[Aim of the exercise]
Render each line of the material below as a JSON list of strings, one string per line, omitting blank lines.

>>>>

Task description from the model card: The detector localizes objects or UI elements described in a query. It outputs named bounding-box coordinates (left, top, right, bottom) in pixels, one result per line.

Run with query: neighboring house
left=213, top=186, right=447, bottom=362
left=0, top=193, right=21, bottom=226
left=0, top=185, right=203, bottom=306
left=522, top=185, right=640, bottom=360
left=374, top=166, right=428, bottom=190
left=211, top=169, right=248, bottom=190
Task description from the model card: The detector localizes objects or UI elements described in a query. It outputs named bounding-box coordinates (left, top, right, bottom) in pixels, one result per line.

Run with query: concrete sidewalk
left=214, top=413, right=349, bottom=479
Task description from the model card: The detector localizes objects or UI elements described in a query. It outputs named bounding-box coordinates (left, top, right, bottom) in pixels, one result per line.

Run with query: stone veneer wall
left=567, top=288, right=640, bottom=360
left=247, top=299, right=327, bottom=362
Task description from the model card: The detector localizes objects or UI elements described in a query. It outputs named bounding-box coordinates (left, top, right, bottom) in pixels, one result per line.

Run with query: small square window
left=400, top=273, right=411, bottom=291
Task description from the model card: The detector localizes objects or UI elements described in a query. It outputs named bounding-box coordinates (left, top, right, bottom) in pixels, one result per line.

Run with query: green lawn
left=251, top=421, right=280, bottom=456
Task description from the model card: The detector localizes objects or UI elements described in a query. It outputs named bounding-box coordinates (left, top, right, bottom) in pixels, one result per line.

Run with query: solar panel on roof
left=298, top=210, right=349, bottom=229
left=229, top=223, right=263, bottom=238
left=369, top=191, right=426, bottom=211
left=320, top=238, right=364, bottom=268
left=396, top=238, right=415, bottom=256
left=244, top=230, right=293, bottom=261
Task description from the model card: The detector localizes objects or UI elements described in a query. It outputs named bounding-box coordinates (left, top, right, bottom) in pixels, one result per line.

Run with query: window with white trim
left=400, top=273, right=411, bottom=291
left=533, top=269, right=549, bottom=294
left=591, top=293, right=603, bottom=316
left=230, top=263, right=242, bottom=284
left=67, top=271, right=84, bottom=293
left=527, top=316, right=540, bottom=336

<<<<

[Task result]
[
  "Task description from the model card: The detector localizes objects or UI elements described in a query. It outputs named bounding-box coordinates (left, top, right, bottom) in pixels, one result per line.",
  "Run with query: neighboring house",
  "left=213, top=186, right=447, bottom=362",
  "left=0, top=193, right=21, bottom=226",
  "left=0, top=185, right=203, bottom=306",
  "left=522, top=185, right=640, bottom=360",
  "left=374, top=166, right=428, bottom=190",
  "left=211, top=169, right=248, bottom=190",
  "Task description from the model card: The detector localizes objects or UI elements described in a query. It outputs named bounding-box coordinates (left, top, right, bottom) in pixels, one result per line.",
  "Run with query: concrete sidewalk",
  "left=214, top=413, right=349, bottom=479",
  "Task description from the model card: The detector localizes objects or UI elements described in a query. It outputs named bounding-box coordinates (left, top, right, bottom) in pixels, one result per line.",
  "Run with query: stone veneer wall",
  "left=567, top=288, right=640, bottom=360",
  "left=247, top=299, right=327, bottom=362",
  "Task description from the model card: The detector localizes objects or UI elements described in a query. It outputs named bounding-box coordinates (left, top, right, bottom) in pixels, one result per line.",
  "Run with query: small square window",
  "left=400, top=273, right=411, bottom=291",
  "Task description from the model card: The detector localizes objects or UI elements described in a query. It outputs named bounding-box coordinates (left, top, right, bottom) in pixels, one result per line.",
  "Run with query: green lawn",
  "left=251, top=421, right=280, bottom=456",
  "Task description from the model card: The detector localizes objects or UI elements described in a query. It outputs named bounding-box coordinates (left, top, right, bottom) in pixels, one result per line.",
  "Run with query: solar panel on roof",
  "left=298, top=210, right=349, bottom=229",
  "left=229, top=223, right=263, bottom=238",
  "left=369, top=191, right=426, bottom=211",
  "left=320, top=238, right=364, bottom=268",
  "left=396, top=238, right=415, bottom=256",
  "left=244, top=230, right=293, bottom=261",
  "Task description from the model card: The detector localizes objects or UI elements described in a query. It outputs named bounding-box coordinates (left, top, right, bottom) in pixels, one result per line.",
  "Run with query: window with white trim",
  "left=400, top=273, right=411, bottom=291",
  "left=533, top=269, right=549, bottom=294",
  "left=591, top=293, right=603, bottom=316",
  "left=230, top=263, right=242, bottom=284",
  "left=67, top=271, right=84, bottom=293",
  "left=527, top=316, right=540, bottom=336"
]